Phrase grounding data
****
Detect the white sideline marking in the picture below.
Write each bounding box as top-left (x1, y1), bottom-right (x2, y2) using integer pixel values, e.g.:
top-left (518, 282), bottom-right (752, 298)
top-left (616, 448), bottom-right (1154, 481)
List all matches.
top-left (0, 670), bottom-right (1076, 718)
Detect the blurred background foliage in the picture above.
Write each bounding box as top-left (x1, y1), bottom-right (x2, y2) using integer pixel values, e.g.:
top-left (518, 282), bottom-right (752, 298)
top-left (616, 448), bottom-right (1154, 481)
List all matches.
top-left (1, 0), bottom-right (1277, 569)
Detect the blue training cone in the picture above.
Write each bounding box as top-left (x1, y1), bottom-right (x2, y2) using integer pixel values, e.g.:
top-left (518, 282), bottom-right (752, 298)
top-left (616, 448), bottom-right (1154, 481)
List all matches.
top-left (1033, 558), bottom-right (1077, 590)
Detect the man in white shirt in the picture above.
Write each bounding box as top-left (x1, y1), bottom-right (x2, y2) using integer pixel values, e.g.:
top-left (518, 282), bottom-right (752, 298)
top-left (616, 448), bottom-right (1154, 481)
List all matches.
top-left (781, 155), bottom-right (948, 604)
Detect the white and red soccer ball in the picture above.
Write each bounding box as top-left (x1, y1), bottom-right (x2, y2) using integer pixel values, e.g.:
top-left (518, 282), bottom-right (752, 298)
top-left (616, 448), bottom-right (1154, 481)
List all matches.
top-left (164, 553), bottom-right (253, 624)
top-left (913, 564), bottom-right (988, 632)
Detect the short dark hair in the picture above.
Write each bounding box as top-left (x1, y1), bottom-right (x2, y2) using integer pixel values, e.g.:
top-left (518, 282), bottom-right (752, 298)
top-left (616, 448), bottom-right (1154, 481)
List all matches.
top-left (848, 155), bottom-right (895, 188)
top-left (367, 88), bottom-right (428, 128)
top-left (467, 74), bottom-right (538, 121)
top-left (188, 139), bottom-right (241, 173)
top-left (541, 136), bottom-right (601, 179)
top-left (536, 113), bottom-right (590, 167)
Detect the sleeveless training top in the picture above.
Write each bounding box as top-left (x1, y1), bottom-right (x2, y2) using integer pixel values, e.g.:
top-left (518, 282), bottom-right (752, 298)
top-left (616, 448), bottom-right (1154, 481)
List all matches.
****
*BRIEF:* When you output the entries, keep every line exactly as it appears above.

*ANSWER FOR THE TASK:*
Detect the white sideline marking in the picture below.
Write each bounding box as top-left (x1, y1), bottom-right (x2, y2) using integer pixel values, e.g.:
top-left (518, 282), bottom-right (752, 298)
top-left (616, 448), bottom-right (1154, 481)
List all matches.
top-left (0, 670), bottom-right (1076, 718)
Detect the blurred background foliage in the picture above.
Write each bounding box as top-left (x1, y1), bottom-right (x2, y2) using integer pixel values, e.g.:
top-left (518, 282), bottom-right (752, 298)
top-left (616, 448), bottom-right (1154, 481)
List all matches.
top-left (1, 0), bottom-right (1277, 569)
Detect the blue training cone in the picture above.
Write each bounding box as top-left (x1, y1), bottom-right (x2, y2) using integer pixel values, e.g.:
top-left (518, 282), bottom-right (752, 298)
top-left (616, 448), bottom-right (1154, 481)
List all matches.
top-left (1033, 558), bottom-right (1077, 590)
Detect the man in white shirt in the picture above.
Write each bounding box as top-left (x1, y1), bottom-right (x2, y2) using integer pixel values, e.g.:
top-left (518, 282), bottom-right (752, 298)
top-left (616, 448), bottom-right (1154, 481)
List all matches.
top-left (781, 155), bottom-right (948, 604)
Detect the white and red soccer ball in the picture above.
Write each bounding box as top-left (x1, y1), bottom-right (x2, y2) using integer pixel values, e.g.:
top-left (518, 282), bottom-right (752, 298)
top-left (616, 448), bottom-right (1154, 481)
List all matches.
top-left (164, 553), bottom-right (253, 624)
top-left (913, 564), bottom-right (988, 632)
Detect the short dark hair in the picture above.
Write each bounding box as top-left (x1, y1), bottom-right (x2, y2) using integer pixel values, e.g.:
top-left (518, 282), bottom-right (752, 298)
top-left (616, 448), bottom-right (1154, 481)
List all matches.
top-left (848, 155), bottom-right (895, 188)
top-left (367, 88), bottom-right (428, 128)
top-left (467, 74), bottom-right (538, 121)
top-left (188, 139), bottom-right (241, 173)
top-left (541, 136), bottom-right (601, 179)
top-left (536, 113), bottom-right (590, 167)
Detect the sleeveless training top in the picture above.
Write each bounding box as top-left (x1, y1), bottom-right (x2, y2) using integer pixel values, e.g.:
top-left (518, 282), bottom-right (752, 298)
top-left (616, 448), bottom-right (1154, 481)
List all matches.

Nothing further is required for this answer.